-- begin Recorded data --

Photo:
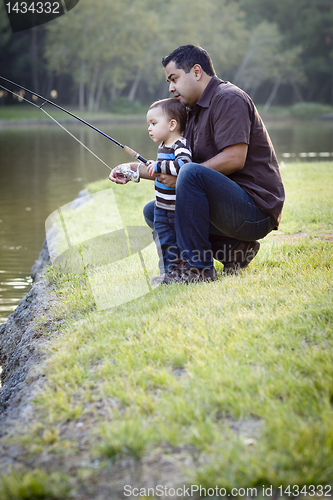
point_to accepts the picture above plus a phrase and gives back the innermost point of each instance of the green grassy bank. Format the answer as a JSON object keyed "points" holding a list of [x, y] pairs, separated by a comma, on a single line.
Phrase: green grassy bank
{"points": [[226, 384]]}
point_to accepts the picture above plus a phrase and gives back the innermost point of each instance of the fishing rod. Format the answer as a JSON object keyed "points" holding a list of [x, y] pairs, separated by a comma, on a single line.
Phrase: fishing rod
{"points": [[127, 149]]}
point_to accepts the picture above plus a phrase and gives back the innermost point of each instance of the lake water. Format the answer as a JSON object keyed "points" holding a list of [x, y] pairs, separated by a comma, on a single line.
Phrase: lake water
{"points": [[43, 168]]}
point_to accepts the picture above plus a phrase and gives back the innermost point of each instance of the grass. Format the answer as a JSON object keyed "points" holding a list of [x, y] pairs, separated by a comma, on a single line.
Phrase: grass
{"points": [[232, 380]]}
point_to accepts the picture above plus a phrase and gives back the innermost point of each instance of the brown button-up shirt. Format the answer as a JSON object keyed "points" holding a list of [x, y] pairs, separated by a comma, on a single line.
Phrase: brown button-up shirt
{"points": [[223, 116]]}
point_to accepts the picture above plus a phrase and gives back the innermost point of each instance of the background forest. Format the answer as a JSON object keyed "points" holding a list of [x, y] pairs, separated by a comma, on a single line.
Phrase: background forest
{"points": [[108, 51]]}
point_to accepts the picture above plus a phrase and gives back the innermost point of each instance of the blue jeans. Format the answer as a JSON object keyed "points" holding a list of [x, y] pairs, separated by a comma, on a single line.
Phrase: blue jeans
{"points": [[164, 234], [213, 214]]}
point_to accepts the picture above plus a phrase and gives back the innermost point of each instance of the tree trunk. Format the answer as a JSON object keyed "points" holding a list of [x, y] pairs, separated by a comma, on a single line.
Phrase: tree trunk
{"points": [[134, 87], [92, 89], [297, 93], [99, 93], [81, 87], [271, 96], [34, 60]]}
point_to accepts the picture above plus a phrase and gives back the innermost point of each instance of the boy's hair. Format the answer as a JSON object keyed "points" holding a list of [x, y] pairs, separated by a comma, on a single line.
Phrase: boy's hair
{"points": [[173, 109], [186, 56]]}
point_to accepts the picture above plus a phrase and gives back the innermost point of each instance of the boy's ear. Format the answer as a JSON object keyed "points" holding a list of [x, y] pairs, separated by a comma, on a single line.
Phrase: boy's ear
{"points": [[173, 124]]}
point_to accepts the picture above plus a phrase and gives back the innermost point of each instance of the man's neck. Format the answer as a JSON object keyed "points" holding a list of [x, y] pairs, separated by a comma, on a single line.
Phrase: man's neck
{"points": [[204, 81]]}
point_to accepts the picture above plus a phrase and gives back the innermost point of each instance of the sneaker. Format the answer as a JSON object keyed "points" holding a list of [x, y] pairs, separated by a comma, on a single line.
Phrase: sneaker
{"points": [[241, 256], [184, 273]]}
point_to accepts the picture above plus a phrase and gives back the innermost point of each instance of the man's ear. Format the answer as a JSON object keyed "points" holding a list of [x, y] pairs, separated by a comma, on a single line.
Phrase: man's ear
{"points": [[197, 71], [173, 124]]}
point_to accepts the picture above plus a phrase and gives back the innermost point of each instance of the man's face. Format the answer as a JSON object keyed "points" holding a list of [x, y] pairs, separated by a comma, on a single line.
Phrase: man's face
{"points": [[184, 86]]}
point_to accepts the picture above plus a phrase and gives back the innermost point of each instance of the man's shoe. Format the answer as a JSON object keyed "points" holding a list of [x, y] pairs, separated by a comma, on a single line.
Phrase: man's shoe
{"points": [[241, 256], [184, 273]]}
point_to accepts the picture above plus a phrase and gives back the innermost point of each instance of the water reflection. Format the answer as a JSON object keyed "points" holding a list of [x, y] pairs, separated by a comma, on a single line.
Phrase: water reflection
{"points": [[43, 168]]}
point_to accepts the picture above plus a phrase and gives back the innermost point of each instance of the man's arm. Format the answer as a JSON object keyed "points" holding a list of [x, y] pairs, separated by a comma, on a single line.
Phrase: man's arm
{"points": [[229, 160]]}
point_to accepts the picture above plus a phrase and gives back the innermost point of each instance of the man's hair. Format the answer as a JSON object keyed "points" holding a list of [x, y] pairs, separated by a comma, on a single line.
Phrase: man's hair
{"points": [[186, 56], [174, 110]]}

-- end Recorded data --

Set down, word for word, every line from the line that holds "the man's arm." to the end of the entries above, including both ends.

point_to accepts the picture above plus a phrase and gives back the innermost point of each instance of the man's arm. Format the answer as a JSON object keyed "points" holding a list of [x, y] pairs, separated by a comma, on a single line.
Phrase: man's arm
{"points": [[229, 160]]}
point_to accepts the picture above plus a phrase and gives back the innermost point of each instance of the man's hair. Format the answer as a JSON object keyed "points" holding a list of [x, y] pairs, separated by a comma, on a single line.
Phrase: man's hair
{"points": [[186, 56], [174, 110]]}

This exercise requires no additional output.